RAW RECORDS
----

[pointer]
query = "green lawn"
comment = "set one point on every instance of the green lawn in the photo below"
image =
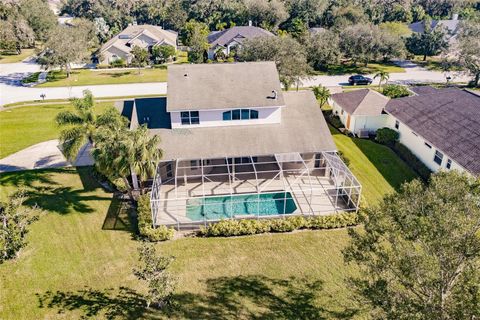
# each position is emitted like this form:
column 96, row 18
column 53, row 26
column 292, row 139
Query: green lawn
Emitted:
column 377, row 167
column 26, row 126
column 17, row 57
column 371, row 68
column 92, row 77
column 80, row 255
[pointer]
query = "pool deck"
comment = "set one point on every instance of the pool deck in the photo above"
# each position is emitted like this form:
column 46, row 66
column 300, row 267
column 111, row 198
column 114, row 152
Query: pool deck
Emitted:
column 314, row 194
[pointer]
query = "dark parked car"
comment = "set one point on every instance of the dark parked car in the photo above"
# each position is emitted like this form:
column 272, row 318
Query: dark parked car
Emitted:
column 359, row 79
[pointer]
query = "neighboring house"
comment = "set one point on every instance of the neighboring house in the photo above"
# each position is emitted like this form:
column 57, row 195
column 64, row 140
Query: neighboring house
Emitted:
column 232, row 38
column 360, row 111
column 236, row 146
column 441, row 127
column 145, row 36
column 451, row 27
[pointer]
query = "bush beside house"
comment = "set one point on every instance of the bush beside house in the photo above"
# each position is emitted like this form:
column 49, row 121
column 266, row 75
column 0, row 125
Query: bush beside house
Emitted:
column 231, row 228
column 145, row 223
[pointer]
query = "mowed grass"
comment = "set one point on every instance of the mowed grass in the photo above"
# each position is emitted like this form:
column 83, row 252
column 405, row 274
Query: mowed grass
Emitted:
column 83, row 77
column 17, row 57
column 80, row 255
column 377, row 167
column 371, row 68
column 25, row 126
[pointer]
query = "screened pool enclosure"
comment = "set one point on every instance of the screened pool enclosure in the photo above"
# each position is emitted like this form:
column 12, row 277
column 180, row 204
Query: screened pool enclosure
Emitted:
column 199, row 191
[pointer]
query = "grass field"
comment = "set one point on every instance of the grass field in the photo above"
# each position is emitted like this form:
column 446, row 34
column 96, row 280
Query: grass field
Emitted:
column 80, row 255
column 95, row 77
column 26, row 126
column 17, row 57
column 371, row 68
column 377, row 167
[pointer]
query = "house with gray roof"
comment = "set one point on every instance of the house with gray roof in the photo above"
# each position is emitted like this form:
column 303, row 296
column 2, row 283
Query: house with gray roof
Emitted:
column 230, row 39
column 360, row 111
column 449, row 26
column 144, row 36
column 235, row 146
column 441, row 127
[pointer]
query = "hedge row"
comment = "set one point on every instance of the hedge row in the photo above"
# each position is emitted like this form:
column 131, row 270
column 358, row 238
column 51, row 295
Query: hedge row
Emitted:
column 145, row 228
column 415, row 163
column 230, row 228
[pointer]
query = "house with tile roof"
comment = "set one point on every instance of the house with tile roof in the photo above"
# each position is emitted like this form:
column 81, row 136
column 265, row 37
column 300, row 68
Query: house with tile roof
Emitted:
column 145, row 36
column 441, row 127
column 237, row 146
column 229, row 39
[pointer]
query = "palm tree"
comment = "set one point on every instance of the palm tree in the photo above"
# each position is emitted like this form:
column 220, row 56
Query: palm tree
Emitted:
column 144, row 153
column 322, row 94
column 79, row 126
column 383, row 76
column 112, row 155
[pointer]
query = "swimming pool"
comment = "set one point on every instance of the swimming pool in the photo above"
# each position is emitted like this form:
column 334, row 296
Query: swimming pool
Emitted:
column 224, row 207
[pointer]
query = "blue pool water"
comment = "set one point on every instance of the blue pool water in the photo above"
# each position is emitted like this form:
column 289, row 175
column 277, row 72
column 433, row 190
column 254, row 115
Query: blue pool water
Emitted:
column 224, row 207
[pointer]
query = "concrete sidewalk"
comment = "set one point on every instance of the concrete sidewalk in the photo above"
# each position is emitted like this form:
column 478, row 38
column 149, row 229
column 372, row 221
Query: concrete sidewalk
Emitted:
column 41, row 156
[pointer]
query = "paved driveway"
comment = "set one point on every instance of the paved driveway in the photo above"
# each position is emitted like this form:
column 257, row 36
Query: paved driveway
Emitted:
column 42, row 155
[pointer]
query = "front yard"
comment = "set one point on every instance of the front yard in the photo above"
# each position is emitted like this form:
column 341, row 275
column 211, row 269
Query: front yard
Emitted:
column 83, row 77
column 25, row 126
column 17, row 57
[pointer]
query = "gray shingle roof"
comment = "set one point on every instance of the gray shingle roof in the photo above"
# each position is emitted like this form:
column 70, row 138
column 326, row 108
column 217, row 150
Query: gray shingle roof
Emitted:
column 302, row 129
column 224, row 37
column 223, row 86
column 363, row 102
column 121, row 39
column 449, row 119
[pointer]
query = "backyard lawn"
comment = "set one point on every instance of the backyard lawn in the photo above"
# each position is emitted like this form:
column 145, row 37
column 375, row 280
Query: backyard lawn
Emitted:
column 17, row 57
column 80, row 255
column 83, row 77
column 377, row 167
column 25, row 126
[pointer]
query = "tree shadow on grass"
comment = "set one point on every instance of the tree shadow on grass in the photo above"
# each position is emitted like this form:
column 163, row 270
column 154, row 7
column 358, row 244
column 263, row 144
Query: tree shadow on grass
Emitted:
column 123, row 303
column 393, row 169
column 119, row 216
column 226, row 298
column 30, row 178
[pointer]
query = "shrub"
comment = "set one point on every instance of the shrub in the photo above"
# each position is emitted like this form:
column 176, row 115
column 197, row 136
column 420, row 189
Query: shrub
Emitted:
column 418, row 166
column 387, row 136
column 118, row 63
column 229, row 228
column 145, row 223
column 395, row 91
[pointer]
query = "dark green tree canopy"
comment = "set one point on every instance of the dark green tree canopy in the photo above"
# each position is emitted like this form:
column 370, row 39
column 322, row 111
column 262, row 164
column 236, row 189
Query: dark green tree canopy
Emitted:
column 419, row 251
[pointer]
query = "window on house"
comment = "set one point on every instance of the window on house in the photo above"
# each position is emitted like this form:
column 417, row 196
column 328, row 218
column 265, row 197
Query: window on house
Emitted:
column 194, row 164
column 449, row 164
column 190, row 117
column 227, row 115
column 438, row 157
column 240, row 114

----

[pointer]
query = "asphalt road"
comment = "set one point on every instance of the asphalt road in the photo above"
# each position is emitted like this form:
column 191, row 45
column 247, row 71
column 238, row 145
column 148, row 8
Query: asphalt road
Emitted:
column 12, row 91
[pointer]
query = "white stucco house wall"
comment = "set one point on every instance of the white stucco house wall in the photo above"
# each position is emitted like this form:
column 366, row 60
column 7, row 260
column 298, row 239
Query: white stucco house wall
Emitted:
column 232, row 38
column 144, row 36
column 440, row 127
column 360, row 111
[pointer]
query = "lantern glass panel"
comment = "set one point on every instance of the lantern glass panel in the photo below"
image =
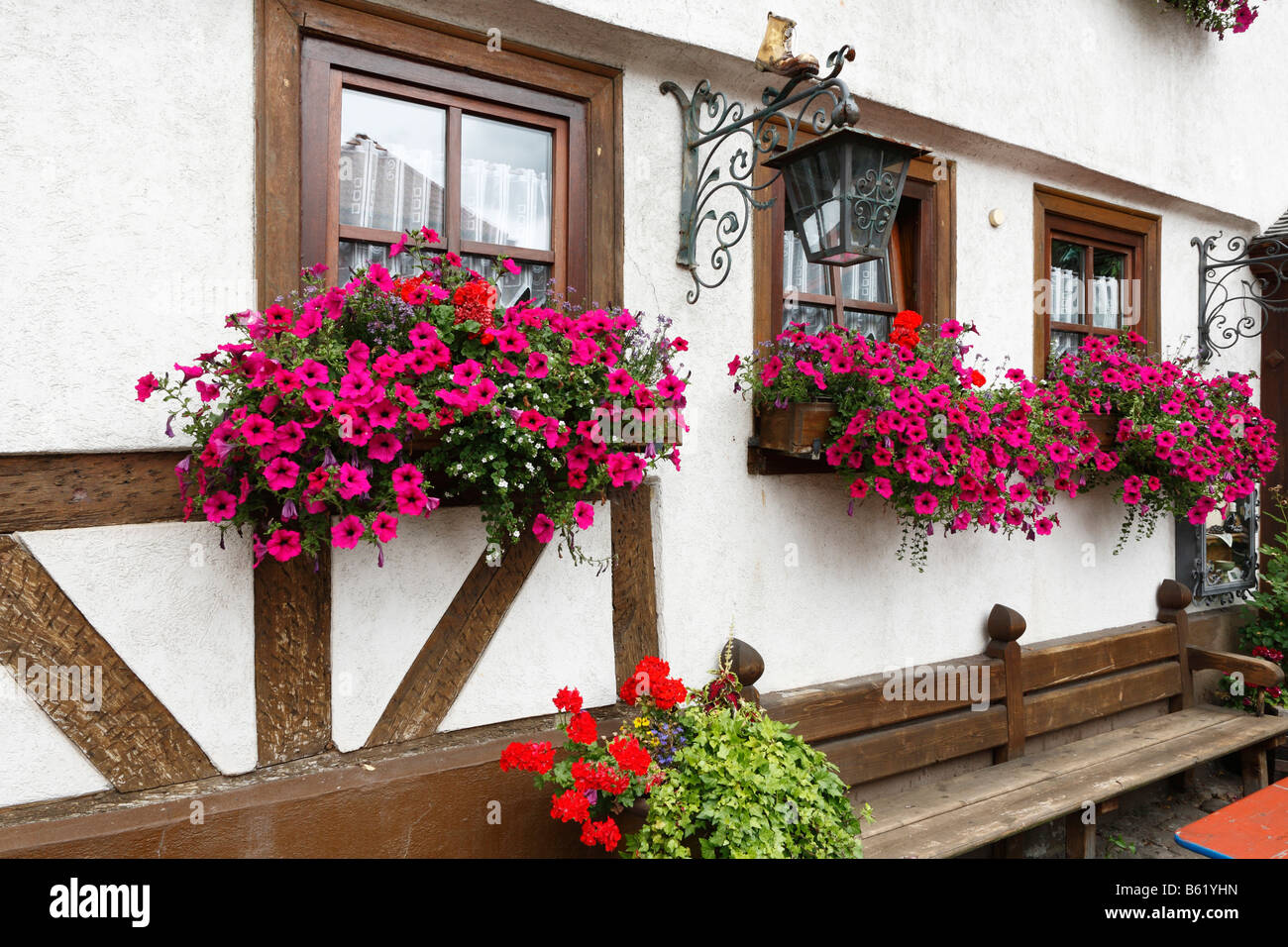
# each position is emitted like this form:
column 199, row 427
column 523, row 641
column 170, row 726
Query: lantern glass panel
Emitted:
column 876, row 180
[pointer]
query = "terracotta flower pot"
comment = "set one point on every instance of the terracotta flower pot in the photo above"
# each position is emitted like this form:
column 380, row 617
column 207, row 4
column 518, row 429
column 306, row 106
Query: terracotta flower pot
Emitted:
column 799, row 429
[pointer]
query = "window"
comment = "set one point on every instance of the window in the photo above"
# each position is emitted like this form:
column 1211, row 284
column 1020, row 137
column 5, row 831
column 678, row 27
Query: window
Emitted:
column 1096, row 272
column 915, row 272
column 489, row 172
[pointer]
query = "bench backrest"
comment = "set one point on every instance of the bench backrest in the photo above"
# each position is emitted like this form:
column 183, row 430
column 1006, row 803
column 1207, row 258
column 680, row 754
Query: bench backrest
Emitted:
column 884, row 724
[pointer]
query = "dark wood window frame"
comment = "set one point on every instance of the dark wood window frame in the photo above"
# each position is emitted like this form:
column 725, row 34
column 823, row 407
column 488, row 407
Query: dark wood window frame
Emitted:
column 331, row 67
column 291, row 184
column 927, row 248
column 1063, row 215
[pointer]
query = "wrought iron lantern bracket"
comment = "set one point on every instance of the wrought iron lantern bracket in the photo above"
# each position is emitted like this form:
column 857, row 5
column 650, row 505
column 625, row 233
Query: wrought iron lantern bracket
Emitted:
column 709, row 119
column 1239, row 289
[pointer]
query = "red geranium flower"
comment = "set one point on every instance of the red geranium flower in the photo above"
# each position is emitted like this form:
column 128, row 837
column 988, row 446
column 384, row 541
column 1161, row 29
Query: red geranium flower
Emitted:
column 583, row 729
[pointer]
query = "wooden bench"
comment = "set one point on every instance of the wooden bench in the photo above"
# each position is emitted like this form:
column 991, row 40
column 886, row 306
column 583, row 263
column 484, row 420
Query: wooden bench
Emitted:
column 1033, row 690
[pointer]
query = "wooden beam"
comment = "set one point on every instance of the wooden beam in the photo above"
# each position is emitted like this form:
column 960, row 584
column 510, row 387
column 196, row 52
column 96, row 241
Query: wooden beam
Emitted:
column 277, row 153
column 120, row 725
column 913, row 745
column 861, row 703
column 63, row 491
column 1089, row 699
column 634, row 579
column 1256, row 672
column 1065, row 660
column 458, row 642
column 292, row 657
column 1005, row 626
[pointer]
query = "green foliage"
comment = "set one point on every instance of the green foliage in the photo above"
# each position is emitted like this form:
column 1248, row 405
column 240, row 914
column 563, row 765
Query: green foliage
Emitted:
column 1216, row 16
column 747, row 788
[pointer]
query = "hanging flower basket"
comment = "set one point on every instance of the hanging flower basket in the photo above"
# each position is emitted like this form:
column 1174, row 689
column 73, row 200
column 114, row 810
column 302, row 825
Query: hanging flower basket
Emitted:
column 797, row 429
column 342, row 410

----

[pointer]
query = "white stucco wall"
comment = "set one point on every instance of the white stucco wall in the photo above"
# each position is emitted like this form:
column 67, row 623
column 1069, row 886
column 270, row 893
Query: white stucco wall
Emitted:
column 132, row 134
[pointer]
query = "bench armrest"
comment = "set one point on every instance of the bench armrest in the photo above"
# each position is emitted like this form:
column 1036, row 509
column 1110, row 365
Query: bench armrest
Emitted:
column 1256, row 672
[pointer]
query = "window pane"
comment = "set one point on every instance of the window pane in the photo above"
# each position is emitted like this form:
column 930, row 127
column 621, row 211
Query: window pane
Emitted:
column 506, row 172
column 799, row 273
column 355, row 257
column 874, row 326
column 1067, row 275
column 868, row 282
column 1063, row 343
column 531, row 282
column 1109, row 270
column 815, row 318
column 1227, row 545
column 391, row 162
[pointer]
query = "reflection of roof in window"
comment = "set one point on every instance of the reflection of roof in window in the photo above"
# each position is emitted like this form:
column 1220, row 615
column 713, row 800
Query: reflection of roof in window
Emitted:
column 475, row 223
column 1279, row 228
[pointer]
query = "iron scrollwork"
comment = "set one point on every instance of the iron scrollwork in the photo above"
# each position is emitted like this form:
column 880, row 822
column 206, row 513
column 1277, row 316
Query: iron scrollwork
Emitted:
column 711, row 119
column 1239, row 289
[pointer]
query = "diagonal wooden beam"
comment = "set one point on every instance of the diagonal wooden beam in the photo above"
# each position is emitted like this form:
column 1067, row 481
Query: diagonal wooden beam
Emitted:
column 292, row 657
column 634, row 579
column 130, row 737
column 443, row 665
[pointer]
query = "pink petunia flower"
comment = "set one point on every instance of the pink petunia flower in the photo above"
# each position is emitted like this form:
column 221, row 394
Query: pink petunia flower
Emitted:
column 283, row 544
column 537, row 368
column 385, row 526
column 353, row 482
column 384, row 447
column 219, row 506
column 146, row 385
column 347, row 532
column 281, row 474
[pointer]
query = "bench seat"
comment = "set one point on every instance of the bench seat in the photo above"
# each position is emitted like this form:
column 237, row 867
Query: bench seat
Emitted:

----

EXERCISE REQUIREMENTS
Pull out every line in the records above that contains the word "foliage".

FINISHED ANSWER
query = "green foliage"
comment = "set one point on every instance of the green foliage in the photo above"
Query: green foliage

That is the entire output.